¿Puedes transcribir la fuente completa, palabra por palabra y sin ningún cambio?

*Fuente*.

────────────────

Extinción, el tercer libro de cuentos de David Foster Wallace, termina con “El canal de la angustia”, un relato muy especial. Cuenta la historia de un periodista que, trabajando para un medio algo menor, se ve obligado a cubrir noticias impactantes para tratar de llamar la atención. En esa búsqueda, intenta hacer una nota sobre alguien que hace caca con formas de esculturas. El, literalmente, artista de mierda deja secar sus esculturas y luego las vende en ferias. Claro que, al ser una ficción de Foster Wallace, los problemas no tardan en llegar, pero lo que nos importa acá es que si los habitantes de la Ciudad de Buenos Aires pudieran enseñarles a sus perritos el arte de defecar esculturas, entonces tendríamos la ciudad inundada de objetos creativos, capitalizaríamos los excrementos, las calles serían un hermoso paseo, los turistas visitarían la primera capital del mundo en tener perritos que hacen arte público.

────────────────

*Listado*.
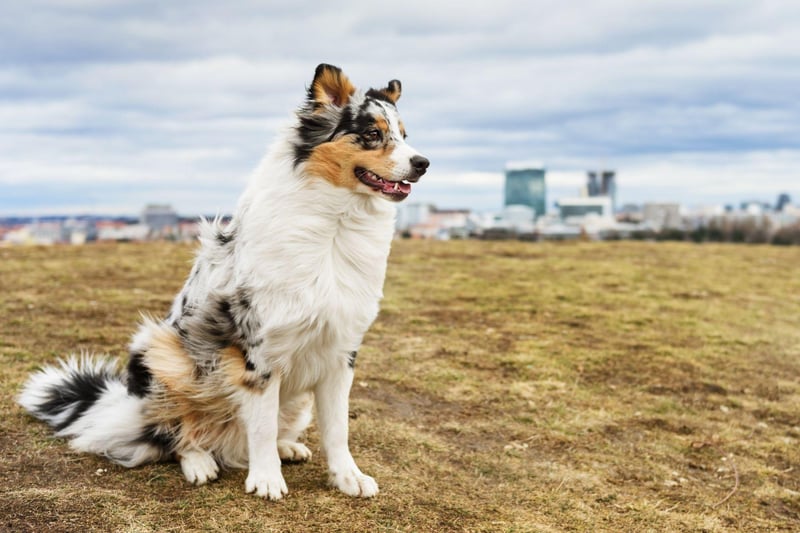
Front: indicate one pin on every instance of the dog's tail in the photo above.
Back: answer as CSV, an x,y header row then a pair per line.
x,y
86,399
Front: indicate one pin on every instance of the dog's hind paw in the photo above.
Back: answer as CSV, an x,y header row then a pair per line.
x,y
354,483
293,451
270,487
199,467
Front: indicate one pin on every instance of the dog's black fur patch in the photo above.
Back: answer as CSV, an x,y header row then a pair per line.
x,y
78,392
139,376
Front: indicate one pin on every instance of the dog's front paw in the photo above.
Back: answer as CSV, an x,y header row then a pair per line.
x,y
354,483
270,486
293,451
199,467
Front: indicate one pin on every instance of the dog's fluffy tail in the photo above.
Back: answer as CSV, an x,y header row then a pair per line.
x,y
86,399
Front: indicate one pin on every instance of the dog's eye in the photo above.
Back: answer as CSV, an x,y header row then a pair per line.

────────────────

*Respuesta escrita*.
Extinción, el tercer libro de cuentos de David Foster Wallace, termina con “El canal de la angustia”, un relato muy especial. Cuenta la historia de un periodista que, trabajando para un medio algo menor, se ve obligado a cubrir noticias impactantes para tratar de llamar la atención. En esa búsqueda, intenta hacer una nota sobre alguien que hace caca con formas de esculturas. El, literalmente, artista de mierda deja secar sus esculturas y luego las vende en ferias. Claro que, al ser una ficción de Foster Wallace, los problemas no tardan en llegar, pero lo que nos importa acá es que si los habitantes de la Ciudad de Buenos Aires pudieran enseñarles a sus perritos el arte de defecar esculturas, entonces tendríamos la ciudad inundada de objetos creativos, capitalizaríamos los excrementos, las calles serían un hermoso paseo, los turistas visitarían la primera capital del mundo en tener perritos que hacen arte público.